The government's proofs on this issue were sparse. The government concedes that it has no direct evidence that Gonzalez knew that Prince was a real person, and that the only information that Gonzalez received about Prince was the July 13 text message that contained Prince's name along with an NPI number. But the government argues that the jury could infer that Gonzalez knew that Dr. Prince was a real person nonetheless. The government summarizes its argument as follows:

`[Gonzalez] created the corporation Gainesboro Ultimate Med Service by filing for a corporate charter for on June 29, 2010. Later in July, 2010, he applied for a business license for Gainesboro Med. (R. 156, TTR I, Page ID# 750–752, 767–769). [His] actions, while setting up the corporation, demonstrate [Gonzalez] had knowledge that Gainesboro Med had to be a real corporation in order to receive an NPI number. He knew he could not merely fill in the name of a corporation on the NPI application without the appropriate documentation to substantiate the existence of the corporation. From this, a jury could reasonably infer [Gonzalez] knew that the doctor's name and NPI number provided on the claim forms must be that of a real person.’

Thus, in essence, the government argues that Gonzalez's own experience in obtaining an NPI number for Gainesboro Med shows Gonzalez knew that Dr. Prince could have obtained an NPI number only if he was a real person. But that inference is hardly compelling. True, the government presented evidence that the IRS `validates’ NPI numbers for `organizations’ every six months.

* [TASK LIST]
1. Please revise the Gonzalez excerpt from "Thus, in essence, the" through "every six months.", changing "hardly compelling" to "far from compelling".
2. According to the Gonzalez excerpt, what did the July 13 text message contain?

* [INFORMATION GIVEN]
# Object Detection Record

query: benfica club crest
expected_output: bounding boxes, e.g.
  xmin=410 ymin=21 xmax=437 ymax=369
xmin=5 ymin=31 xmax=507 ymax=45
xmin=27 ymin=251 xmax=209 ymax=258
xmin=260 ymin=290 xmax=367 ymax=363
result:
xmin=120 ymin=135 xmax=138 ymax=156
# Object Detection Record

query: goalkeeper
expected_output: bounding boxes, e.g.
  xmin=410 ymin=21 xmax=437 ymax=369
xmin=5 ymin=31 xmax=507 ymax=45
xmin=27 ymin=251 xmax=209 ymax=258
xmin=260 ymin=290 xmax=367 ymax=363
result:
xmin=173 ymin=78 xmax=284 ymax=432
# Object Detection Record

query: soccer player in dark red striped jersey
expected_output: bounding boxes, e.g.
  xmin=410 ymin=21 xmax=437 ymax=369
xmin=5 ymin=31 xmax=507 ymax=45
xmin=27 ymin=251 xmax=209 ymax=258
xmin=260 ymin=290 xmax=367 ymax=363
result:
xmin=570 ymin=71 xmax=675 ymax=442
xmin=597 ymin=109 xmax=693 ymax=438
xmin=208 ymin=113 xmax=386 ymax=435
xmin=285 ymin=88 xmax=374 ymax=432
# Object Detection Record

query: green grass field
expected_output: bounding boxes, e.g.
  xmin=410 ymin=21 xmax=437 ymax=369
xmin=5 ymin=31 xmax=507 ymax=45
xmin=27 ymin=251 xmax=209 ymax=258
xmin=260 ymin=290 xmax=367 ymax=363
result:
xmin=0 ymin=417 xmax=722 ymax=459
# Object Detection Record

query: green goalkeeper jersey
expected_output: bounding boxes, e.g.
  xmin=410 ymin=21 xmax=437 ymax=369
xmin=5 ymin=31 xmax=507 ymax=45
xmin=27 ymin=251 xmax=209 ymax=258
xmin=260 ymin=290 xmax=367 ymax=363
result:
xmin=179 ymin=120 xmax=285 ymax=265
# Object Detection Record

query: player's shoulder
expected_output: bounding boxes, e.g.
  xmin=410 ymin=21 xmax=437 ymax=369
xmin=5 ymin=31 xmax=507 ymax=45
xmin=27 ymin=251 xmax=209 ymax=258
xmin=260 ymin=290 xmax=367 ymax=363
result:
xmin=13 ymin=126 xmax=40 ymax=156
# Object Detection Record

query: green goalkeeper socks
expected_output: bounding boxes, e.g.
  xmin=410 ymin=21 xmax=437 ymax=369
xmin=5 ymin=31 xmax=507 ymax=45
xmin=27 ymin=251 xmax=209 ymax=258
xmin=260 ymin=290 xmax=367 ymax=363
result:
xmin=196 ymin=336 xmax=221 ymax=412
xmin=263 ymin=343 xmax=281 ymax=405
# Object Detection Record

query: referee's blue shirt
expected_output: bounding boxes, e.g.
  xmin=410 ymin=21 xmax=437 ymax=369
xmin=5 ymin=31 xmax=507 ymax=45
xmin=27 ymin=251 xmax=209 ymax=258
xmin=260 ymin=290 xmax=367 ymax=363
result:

* [ANSWERS TO EACH TASK]
1.
Thus, in essence, the government argues that Gonzalez's own experience in obtaining an NPI number for Gainesboro Med shows Gonzalez knew that Dr. Prince could have obtained an NPI number only if he was a real person. But that inference is far from compelling. True, the government presented evidence that the IRS `validates’ NPI numbers for `organizations’ every six months.

2. Prince's name along with an NPI number.